**OBJECTIVE**
List every line in the data that contains the string "container", matching case exactly.

==== DATASET ENTRIES

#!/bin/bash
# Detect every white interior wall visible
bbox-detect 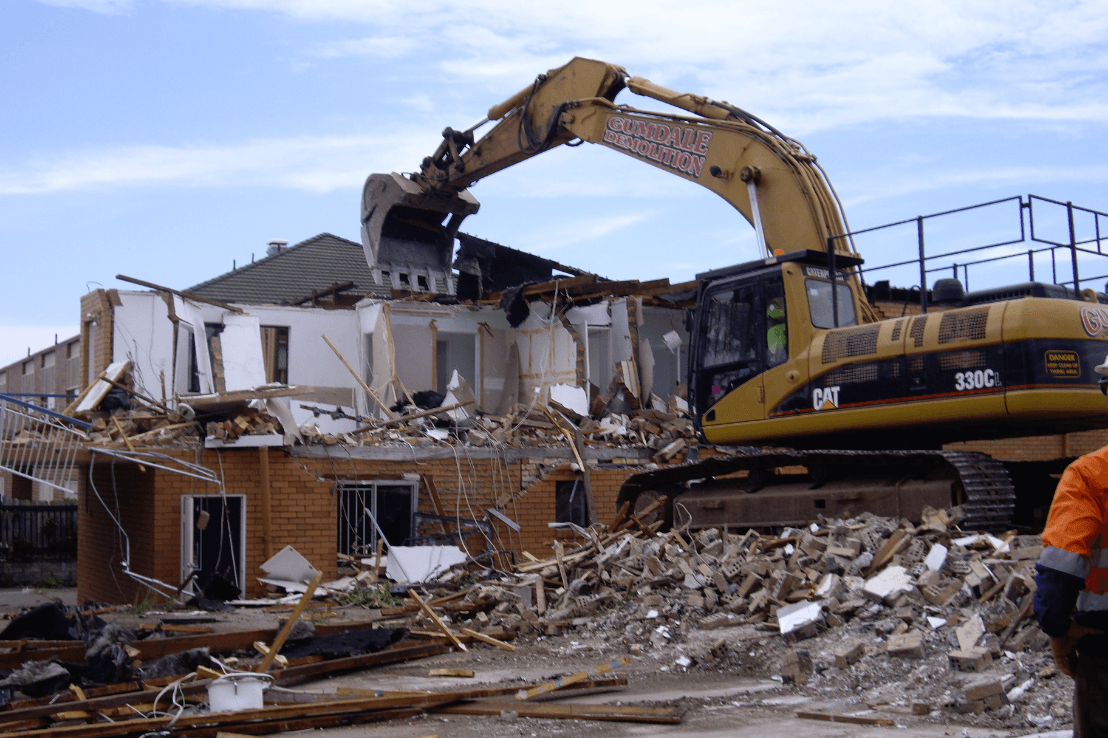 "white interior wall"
[112,291,173,400]
[513,303,577,403]
[243,305,361,388]
[638,307,689,400]
[173,295,218,394]
[601,297,635,365]
[219,312,266,392]
[565,301,615,392]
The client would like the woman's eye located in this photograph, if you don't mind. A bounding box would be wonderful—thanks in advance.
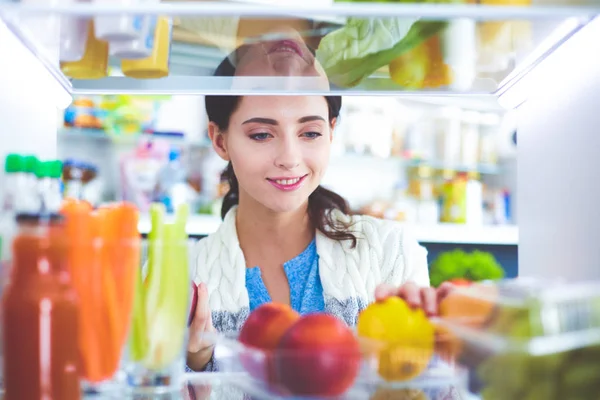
[250,133,271,141]
[302,132,323,139]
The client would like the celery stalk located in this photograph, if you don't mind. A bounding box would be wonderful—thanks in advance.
[146,207,189,369]
[129,268,149,362]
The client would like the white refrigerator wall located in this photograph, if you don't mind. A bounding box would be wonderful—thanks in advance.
[517,19,600,281]
[0,21,69,166]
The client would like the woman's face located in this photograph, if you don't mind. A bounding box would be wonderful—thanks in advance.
[209,96,335,212]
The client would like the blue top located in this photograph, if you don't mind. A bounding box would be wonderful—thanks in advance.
[246,239,325,315]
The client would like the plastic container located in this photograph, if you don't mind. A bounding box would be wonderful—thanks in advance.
[60,13,89,61]
[207,333,467,400]
[60,21,108,79]
[109,16,156,60]
[437,280,600,400]
[121,17,172,79]
[94,0,151,42]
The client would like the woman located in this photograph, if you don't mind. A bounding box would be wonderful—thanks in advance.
[187,96,448,371]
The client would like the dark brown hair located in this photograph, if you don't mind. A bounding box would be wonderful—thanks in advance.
[205,96,356,247]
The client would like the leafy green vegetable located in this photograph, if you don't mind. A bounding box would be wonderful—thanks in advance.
[429,249,504,287]
[316,18,448,87]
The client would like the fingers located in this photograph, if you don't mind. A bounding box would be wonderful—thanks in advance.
[437,282,456,303]
[187,283,214,353]
[398,282,421,307]
[375,283,397,301]
[420,287,438,317]
[375,282,446,316]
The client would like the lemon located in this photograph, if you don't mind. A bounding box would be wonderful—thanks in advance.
[357,297,435,381]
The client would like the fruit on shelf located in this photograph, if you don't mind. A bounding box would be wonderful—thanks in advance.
[275,313,361,397]
[450,288,600,400]
[369,388,429,400]
[238,303,300,383]
[239,303,300,350]
[389,35,453,89]
[440,283,498,328]
[357,297,435,381]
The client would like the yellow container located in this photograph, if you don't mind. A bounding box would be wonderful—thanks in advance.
[60,20,108,79]
[121,17,171,79]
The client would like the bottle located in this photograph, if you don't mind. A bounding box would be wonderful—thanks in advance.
[0,153,39,278]
[0,154,24,270]
[2,213,81,400]
[15,155,41,213]
[35,160,62,213]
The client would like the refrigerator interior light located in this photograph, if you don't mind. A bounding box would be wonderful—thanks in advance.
[0,21,73,110]
[498,17,600,110]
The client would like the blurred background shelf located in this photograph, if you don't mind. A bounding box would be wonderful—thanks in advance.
[0,0,600,96]
[138,214,519,246]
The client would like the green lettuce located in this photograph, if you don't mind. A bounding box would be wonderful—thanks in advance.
[316,17,448,87]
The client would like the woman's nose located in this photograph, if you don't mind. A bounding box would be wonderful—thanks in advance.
[275,140,301,169]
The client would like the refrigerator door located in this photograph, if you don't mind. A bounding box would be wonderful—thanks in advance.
[517,19,600,281]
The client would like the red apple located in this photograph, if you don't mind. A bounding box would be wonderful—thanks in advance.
[238,303,300,383]
[275,313,361,396]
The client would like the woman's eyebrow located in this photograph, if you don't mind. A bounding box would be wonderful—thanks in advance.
[242,117,279,125]
[242,115,325,126]
[298,115,325,124]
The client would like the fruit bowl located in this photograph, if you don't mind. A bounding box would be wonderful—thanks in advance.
[435,280,600,400]
[207,333,467,400]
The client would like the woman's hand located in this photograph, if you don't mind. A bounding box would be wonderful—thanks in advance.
[187,283,215,371]
[375,282,454,317]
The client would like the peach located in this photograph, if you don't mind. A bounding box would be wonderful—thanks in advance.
[238,303,300,382]
[275,313,361,396]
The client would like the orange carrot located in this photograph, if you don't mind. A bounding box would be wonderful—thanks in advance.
[61,200,102,382]
[95,207,122,378]
[113,203,141,344]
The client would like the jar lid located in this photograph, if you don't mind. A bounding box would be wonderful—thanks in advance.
[35,160,62,178]
[15,213,64,224]
[4,154,25,174]
[23,156,39,174]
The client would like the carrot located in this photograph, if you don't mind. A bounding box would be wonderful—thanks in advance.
[97,207,122,378]
[87,212,111,382]
[61,200,102,382]
[113,203,141,344]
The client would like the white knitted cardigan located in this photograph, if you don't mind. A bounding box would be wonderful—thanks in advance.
[191,207,429,332]
[186,207,463,400]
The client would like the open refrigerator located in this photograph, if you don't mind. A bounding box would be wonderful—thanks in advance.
[0,0,600,399]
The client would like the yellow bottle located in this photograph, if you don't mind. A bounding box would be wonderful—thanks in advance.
[60,21,108,79]
[121,17,171,79]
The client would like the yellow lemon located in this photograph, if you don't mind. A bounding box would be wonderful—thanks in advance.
[357,297,435,381]
[371,388,428,400]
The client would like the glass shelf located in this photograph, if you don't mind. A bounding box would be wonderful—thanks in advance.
[0,0,600,96]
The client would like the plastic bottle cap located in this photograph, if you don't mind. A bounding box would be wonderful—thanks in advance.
[35,161,48,178]
[35,160,62,178]
[169,149,179,161]
[22,156,39,173]
[48,160,62,179]
[4,154,25,174]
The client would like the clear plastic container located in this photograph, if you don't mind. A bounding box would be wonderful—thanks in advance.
[436,280,600,400]
[208,333,467,400]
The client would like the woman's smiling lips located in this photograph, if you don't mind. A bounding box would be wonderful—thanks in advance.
[269,40,304,58]
[267,175,308,192]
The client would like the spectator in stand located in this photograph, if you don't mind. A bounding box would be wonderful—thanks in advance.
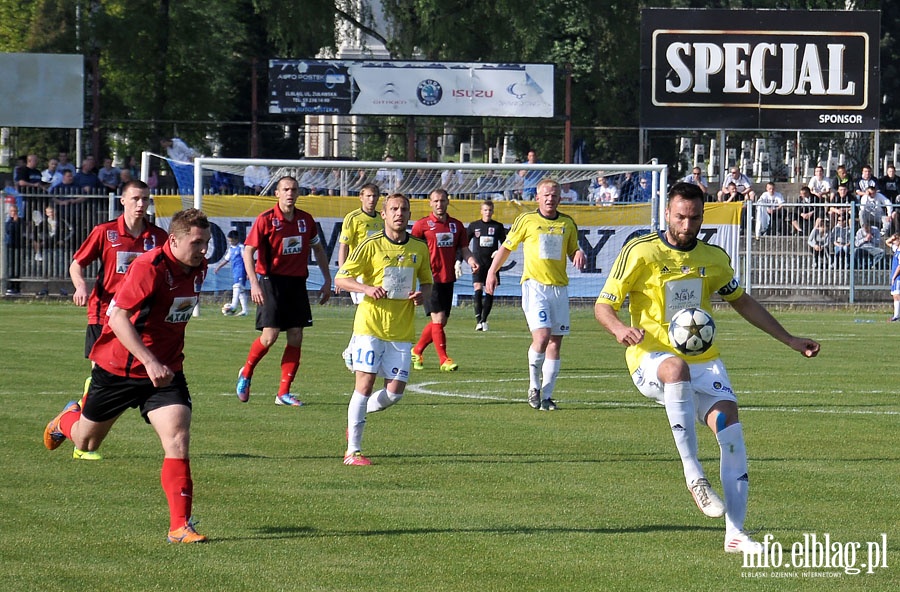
[559,183,578,203]
[807,166,831,201]
[97,158,120,192]
[853,224,884,269]
[826,185,853,228]
[859,185,891,232]
[878,164,900,203]
[13,154,44,192]
[519,149,544,201]
[828,215,850,267]
[884,232,900,323]
[806,218,829,267]
[3,204,25,296]
[33,206,73,277]
[716,167,756,201]
[681,167,709,194]
[831,164,853,195]
[791,187,825,236]
[56,150,78,175]
[754,181,784,239]
[634,176,653,203]
[41,158,62,191]
[592,176,619,206]
[116,167,134,193]
[75,156,103,193]
[244,164,269,195]
[375,154,403,195]
[159,138,200,163]
[619,172,637,203]
[854,164,878,201]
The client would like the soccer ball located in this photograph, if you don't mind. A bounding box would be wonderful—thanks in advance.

========

**OUTPUT BELOW**
The client would like the plastic container located in this photograph, if you don't mind. A bounding box would be wonderful—thanks in advance.
The client would like the yellow container located in this photograph, if you don't mind. A bounding box would be wonderful—thanks in advance.
The client would like the clear plastic container located in this photograph, if you don't mind. A bounding box would be wonderful—thanks in advance.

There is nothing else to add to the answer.